▶ **What is needed**:
Write out all of the items below word for word, keeping every line unchanged.

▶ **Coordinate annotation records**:
━━━━━━
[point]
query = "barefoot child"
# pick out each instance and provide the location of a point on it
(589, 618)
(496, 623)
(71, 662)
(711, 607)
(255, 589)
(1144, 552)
━━━━━━
▶ **Exercise response**:
[point]
query = "barefoot child"
# pick out each instance and provide the location of a point on it
(589, 618)
(496, 623)
(71, 662)
(711, 607)
(255, 589)
(1144, 552)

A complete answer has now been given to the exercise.